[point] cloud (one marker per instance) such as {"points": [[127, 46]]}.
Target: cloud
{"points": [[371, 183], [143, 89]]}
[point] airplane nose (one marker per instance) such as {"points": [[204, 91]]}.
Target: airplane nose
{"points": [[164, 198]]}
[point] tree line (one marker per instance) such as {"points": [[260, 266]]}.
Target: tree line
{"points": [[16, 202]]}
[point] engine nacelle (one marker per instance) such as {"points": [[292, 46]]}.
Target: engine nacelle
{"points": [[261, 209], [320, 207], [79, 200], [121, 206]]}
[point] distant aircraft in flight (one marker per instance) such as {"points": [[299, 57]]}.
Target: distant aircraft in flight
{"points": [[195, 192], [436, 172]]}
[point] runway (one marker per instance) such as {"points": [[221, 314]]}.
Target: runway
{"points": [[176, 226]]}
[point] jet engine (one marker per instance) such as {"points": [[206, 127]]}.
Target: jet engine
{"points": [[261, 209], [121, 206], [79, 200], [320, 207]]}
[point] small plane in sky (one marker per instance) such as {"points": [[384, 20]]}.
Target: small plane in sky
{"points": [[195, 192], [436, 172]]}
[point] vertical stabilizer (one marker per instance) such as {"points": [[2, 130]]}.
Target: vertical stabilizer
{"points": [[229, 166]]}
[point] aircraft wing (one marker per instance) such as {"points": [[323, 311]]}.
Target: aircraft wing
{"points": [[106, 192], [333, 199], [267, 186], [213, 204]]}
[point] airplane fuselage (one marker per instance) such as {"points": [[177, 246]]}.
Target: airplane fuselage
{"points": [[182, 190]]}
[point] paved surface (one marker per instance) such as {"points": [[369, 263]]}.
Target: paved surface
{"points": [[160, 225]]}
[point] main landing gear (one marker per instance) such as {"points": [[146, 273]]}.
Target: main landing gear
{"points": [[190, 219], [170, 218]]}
--------------------------------------------------
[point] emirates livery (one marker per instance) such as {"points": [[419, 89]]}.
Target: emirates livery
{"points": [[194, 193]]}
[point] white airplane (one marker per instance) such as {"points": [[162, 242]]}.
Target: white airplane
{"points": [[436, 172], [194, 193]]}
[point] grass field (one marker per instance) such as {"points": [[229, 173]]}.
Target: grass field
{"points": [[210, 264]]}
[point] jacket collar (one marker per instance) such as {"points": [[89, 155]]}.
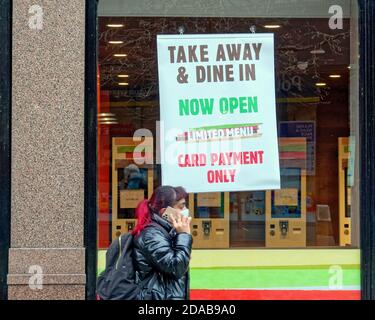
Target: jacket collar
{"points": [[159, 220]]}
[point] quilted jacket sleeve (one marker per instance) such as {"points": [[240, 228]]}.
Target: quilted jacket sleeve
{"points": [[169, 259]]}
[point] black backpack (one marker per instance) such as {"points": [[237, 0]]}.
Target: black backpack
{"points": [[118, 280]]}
--------------------------------------------------
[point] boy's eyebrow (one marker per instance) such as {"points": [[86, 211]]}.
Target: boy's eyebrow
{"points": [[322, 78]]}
--------------------------------------------------
**Your goal**.
Pull out each line from the entries above that contains the word "fuselage", matching case exactly.

**Correct response**.
[point] airplane fuselage (one marker per instance) such as {"points": [[177, 246]]}.
Target: airplane fuselage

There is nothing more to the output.